Ce n'est qu'une des lignes stratégiques que suit le gouvernement du Parti Populaire aux Baléares pour jeter le trouble dans la population et porter préjudice à la langue et à la culture catalanes. La déconsidération et le mépris des usages de la langue propre des îles est un autre grand domaine exploité ces dernières années pour faire revenir les Baléares à l'époque de la dictature de Francisco Franco. C'est ainsi, par exemple, qu'il n'est plus nécessaire de justifier d'une connaissance du catalan pour devenir fonctionnaire du gouvernement baléare. De cette façon, il n'est pas garanti qu'un habitant des îles puisse être servi dans la langue qui lui est propre et qui, selon la constitution, doit avoir le même degré d’officialité que l'espagnol.

La situation pourrait encore empirer au cas où la Catalogne parviendrait à devenir indépendante. Il y a quelques jours, un spécialiste résumait en ces termes ce qui transparaît des messages de la droite unioniste: « Les mauvais traitements que subit actuellement votre culture ne seront rien à côté de ce que nous vous ferons, Valenciens et Baléares, si la Catalogne obtient l'indépendance. Nous nous vengerons sur vous. » En pays valencien, la radio et la télévision ont déjà cessé d'émettre. Aux Baléares a été voté un plan éducatif (TIL) qui relègue le catalan, rompant de cette manière avec 30 années d'immersion linguistique. C'est ainsi qu'a disparu le seul outil efficace qui permettait de garantir le droit à la connaissance de la langue propre des Baléares, un droit que la constitution espagnole reconnaît mais que le gouvernement Bauzá ne respecte pas. Bauzá qui a interdit la senyera, le drapeau qui flotte encore sur les bâtiments historiques des institutions baléares et qui unit aussi les territoires de langue et culture catalanes. Le drapeau de Bauzá et des siens est tout autre :c'est celui de l'ignorance.

Données d'annotation par points
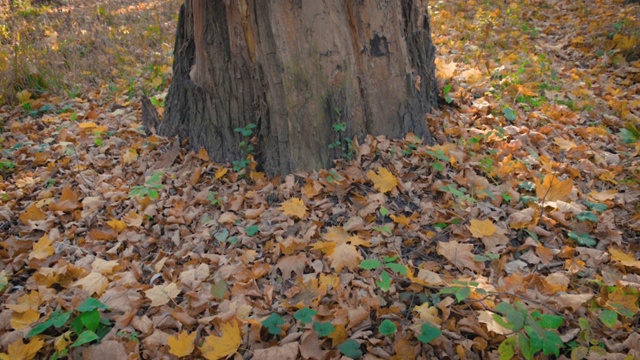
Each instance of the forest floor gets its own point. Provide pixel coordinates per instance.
(516, 236)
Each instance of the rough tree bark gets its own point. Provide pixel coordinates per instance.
(296, 68)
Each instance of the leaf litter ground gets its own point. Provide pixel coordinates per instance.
(516, 235)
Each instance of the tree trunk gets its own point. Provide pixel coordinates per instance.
(309, 74)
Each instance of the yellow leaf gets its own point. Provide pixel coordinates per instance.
(401, 219)
(23, 96)
(181, 344)
(103, 266)
(162, 294)
(345, 255)
(220, 173)
(294, 207)
(20, 350)
(624, 258)
(553, 189)
(23, 320)
(429, 313)
(482, 228)
(130, 156)
(34, 213)
(87, 125)
(94, 283)
(384, 181)
(218, 347)
(42, 249)
(117, 225)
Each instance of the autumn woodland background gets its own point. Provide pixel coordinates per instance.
(515, 236)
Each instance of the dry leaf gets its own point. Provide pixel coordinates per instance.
(218, 347)
(162, 294)
(294, 207)
(553, 189)
(181, 344)
(384, 181)
(42, 249)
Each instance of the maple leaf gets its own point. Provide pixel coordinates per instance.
(162, 294)
(218, 347)
(34, 213)
(22, 351)
(294, 207)
(68, 201)
(94, 283)
(481, 228)
(624, 258)
(345, 255)
(384, 181)
(181, 344)
(42, 249)
(553, 189)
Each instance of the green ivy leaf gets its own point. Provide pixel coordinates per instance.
(323, 328)
(397, 268)
(370, 264)
(509, 114)
(385, 281)
(273, 323)
(90, 319)
(587, 216)
(583, 239)
(350, 348)
(85, 337)
(252, 230)
(305, 315)
(387, 327)
(550, 321)
(506, 349)
(609, 317)
(428, 333)
(91, 304)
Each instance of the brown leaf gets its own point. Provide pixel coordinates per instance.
(459, 255)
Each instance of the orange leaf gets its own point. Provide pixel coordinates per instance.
(384, 181)
(345, 255)
(68, 201)
(553, 189)
(218, 347)
(181, 344)
(162, 294)
(482, 228)
(294, 207)
(624, 258)
(23, 320)
(459, 255)
(42, 249)
(34, 213)
(20, 350)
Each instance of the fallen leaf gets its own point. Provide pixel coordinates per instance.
(218, 347)
(553, 189)
(459, 255)
(42, 249)
(294, 207)
(181, 344)
(384, 181)
(481, 228)
(162, 294)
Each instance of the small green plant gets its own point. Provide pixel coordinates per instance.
(388, 262)
(532, 332)
(150, 187)
(246, 147)
(213, 199)
(87, 325)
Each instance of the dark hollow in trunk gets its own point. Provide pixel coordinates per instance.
(307, 73)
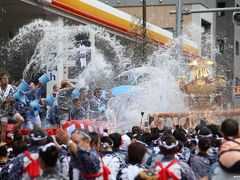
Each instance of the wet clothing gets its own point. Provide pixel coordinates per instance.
(229, 157)
(85, 104)
(217, 173)
(113, 162)
(14, 169)
(51, 175)
(78, 113)
(88, 162)
(5, 93)
(201, 164)
(31, 117)
(64, 101)
(6, 111)
(130, 172)
(180, 169)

# Consigne écrite
Répondez aux questions suivantes à partir du passage.
1. Quelle connaissance n'est plus exigée pour devenir fonctionnaire du gouvernement baléare ?
2. Avec combien d'années d'immersion linguistique le plan éducatif TIL rompt-il ?
3. Quel drapeau Bauzá a-t-il interdit ?

# Réponse attendue
1. La connaissance du catalan.
2. 30 années.
3. La senyera.